DIRECTIONS FOR THIS TASK.
Which lines in the rows below contain the string "parrot"? Pull out each of those lines and copy it unchanged.

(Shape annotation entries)
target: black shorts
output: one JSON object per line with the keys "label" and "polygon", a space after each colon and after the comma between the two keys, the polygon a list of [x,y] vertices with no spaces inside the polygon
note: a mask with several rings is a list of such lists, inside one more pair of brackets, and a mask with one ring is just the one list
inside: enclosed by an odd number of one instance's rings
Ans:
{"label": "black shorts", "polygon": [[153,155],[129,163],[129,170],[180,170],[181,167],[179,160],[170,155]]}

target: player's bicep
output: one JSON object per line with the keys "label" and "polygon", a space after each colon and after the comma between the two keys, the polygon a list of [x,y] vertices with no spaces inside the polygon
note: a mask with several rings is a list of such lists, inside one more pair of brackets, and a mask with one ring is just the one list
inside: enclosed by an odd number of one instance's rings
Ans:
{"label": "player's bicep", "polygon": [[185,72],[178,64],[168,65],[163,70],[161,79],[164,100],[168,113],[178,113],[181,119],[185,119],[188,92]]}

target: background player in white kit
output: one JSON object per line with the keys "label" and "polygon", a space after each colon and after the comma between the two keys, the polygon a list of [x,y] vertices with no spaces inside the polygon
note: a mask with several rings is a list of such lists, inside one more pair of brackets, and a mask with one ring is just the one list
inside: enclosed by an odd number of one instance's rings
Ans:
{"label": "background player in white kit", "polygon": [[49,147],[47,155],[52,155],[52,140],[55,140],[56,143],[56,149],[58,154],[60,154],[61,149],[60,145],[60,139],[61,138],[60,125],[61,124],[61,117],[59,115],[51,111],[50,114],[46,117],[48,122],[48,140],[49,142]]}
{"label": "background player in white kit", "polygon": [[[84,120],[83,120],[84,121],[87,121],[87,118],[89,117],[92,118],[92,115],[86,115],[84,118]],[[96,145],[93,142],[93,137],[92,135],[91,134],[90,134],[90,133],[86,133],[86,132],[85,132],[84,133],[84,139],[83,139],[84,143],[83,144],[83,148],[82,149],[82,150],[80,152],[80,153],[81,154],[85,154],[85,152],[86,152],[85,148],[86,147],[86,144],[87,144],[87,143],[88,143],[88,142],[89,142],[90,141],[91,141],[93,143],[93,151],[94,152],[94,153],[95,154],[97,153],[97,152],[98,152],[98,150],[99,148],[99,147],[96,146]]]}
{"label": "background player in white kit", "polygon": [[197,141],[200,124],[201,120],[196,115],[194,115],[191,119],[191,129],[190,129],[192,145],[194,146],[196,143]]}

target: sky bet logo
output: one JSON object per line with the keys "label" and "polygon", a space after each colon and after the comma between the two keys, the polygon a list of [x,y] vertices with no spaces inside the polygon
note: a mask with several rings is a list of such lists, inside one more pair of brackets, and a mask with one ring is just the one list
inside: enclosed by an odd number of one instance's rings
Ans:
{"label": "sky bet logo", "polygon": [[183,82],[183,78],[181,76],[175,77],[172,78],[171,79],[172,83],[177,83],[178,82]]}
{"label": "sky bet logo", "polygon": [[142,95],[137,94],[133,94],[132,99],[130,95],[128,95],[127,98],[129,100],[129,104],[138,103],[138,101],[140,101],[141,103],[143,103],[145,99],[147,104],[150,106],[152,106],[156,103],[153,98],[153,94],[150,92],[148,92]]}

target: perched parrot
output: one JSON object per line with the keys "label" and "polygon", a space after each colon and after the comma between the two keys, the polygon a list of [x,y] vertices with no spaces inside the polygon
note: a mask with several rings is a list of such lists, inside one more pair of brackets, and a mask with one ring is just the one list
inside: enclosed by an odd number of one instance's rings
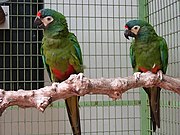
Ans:
{"label": "perched parrot", "polygon": [[[71,74],[83,72],[81,49],[76,36],[69,32],[66,18],[52,9],[38,11],[34,23],[44,29],[41,54],[52,82],[62,82]],[[74,135],[81,135],[79,97],[65,99]]]}
{"label": "perched parrot", "polygon": [[[136,80],[142,72],[156,73],[160,79],[168,65],[168,47],[164,38],[158,36],[154,28],[143,20],[126,23],[124,36],[134,40],[130,46],[131,64]],[[153,131],[160,128],[160,90],[159,87],[143,88],[149,97],[151,125]]]}

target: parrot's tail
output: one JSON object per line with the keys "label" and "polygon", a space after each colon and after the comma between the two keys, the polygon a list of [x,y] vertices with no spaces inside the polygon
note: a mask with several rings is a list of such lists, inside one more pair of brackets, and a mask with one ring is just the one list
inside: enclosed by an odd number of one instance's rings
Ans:
{"label": "parrot's tail", "polygon": [[144,88],[149,97],[151,125],[153,131],[156,131],[156,126],[160,128],[160,91],[161,88]]}
{"label": "parrot's tail", "polygon": [[79,97],[73,96],[65,100],[69,121],[72,127],[73,135],[81,135]]}

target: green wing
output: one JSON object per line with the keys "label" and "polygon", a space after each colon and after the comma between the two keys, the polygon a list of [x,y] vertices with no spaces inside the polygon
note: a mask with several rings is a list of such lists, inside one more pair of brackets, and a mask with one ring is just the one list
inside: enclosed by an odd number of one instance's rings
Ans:
{"label": "green wing", "polygon": [[48,72],[48,75],[49,75],[49,78],[50,78],[50,80],[52,82],[51,71],[50,71],[49,65],[46,63],[46,57],[44,56],[42,47],[41,47],[41,55],[42,55],[42,60],[43,60],[43,63],[44,63],[44,67],[46,68],[46,70]]}
{"label": "green wing", "polygon": [[71,40],[71,42],[73,43],[73,46],[74,46],[74,48],[76,50],[75,54],[72,54],[74,56],[74,58],[75,58],[75,60],[73,60],[73,62],[76,63],[75,64],[76,65],[75,69],[76,69],[77,72],[83,72],[82,53],[81,53],[81,48],[79,46],[77,37],[73,33],[70,33],[68,38]]}
{"label": "green wing", "polygon": [[163,73],[166,73],[167,65],[168,65],[168,47],[166,40],[164,38],[161,38],[160,53],[161,53],[161,61],[162,61],[162,71]]}
{"label": "green wing", "polygon": [[135,55],[134,55],[134,41],[131,43],[131,46],[130,46],[130,60],[131,60],[131,65],[133,69],[135,70],[136,62],[135,62]]}

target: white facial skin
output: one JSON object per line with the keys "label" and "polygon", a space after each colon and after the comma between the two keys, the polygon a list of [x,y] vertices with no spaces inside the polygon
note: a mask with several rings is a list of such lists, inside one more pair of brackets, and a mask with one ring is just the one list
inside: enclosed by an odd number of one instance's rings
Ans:
{"label": "white facial skin", "polygon": [[137,35],[139,29],[140,29],[140,26],[135,25],[134,27],[131,28],[131,32],[134,33],[135,35]]}

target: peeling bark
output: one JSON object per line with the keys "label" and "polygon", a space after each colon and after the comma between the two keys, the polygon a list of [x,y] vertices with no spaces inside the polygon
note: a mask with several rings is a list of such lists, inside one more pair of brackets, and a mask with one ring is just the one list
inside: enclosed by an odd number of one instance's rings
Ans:
{"label": "peeling bark", "polygon": [[116,100],[129,89],[154,86],[180,94],[179,78],[163,75],[163,79],[160,80],[156,74],[150,72],[142,73],[139,80],[135,80],[134,76],[108,79],[84,77],[81,80],[79,75],[71,75],[62,83],[53,83],[52,86],[38,90],[5,91],[0,89],[0,116],[6,108],[13,105],[21,108],[35,107],[43,112],[53,101],[74,95],[102,94]]}

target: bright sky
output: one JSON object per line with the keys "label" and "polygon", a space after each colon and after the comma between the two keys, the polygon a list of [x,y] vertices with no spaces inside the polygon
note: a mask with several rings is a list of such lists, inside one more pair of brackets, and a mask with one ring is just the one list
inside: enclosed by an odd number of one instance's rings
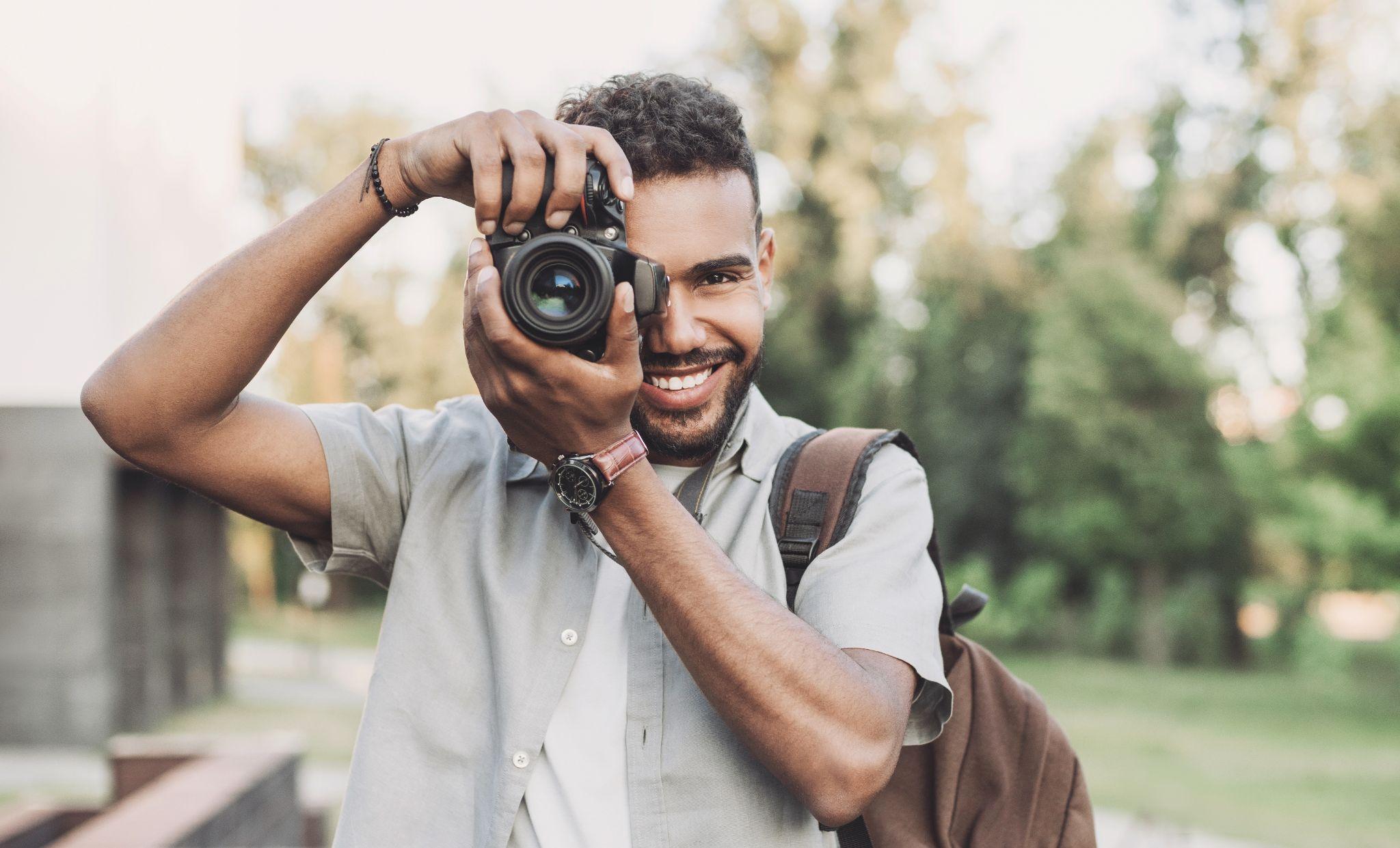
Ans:
{"label": "bright sky", "polygon": [[[836,0],[806,0],[820,24]],[[914,53],[976,69],[990,118],[974,148],[994,206],[1043,183],[1077,132],[1103,112],[1151,98],[1189,36],[1168,0],[945,0]],[[242,92],[255,137],[274,134],[291,98],[370,97],[437,123],[475,109],[547,112],[560,92],[637,69],[703,73],[720,0],[511,3],[367,0],[242,4]],[[995,200],[1000,199],[1001,203]]]}
{"label": "bright sky", "polygon": [[[839,0],[806,0],[813,27]],[[1148,102],[1166,57],[1187,39],[1168,0],[944,0],[907,45],[976,69],[972,91],[988,118],[972,151],[974,189],[1005,220],[1040,195],[1078,133],[1116,108]],[[564,3],[538,0],[528,17],[508,3],[428,0],[388,6],[350,0],[249,0],[241,10],[239,85],[253,140],[276,137],[293,99],[368,98],[423,126],[476,109],[549,113],[581,83],[638,69],[704,74],[717,42],[721,0]],[[767,196],[774,196],[766,192]],[[246,235],[266,224],[249,217]],[[398,264],[431,280],[470,228],[455,204],[423,209],[367,246],[361,267]],[[428,306],[409,285],[400,316]]]}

TASK RESPONSE.
target: perched parrot
{"label": "perched parrot", "polygon": [[[71,74],[83,72],[81,49],[76,36],[69,32],[66,18],[52,9],[38,11],[34,23],[44,29],[41,54],[52,82],[62,82]],[[74,135],[81,135],[79,97],[65,99]]]}
{"label": "perched parrot", "polygon": [[[136,80],[142,72],[156,73],[160,79],[168,65],[168,47],[164,38],[158,36],[154,28],[143,20],[126,23],[124,36],[134,40],[130,46],[131,64]],[[153,131],[160,128],[160,90],[159,87],[143,88],[149,97],[151,125]]]}
target: parrot's tail
{"label": "parrot's tail", "polygon": [[144,88],[149,97],[151,125],[153,131],[156,131],[156,126],[160,128],[160,91],[161,88]]}
{"label": "parrot's tail", "polygon": [[79,97],[73,96],[65,100],[69,121],[72,127],[73,135],[81,135]]}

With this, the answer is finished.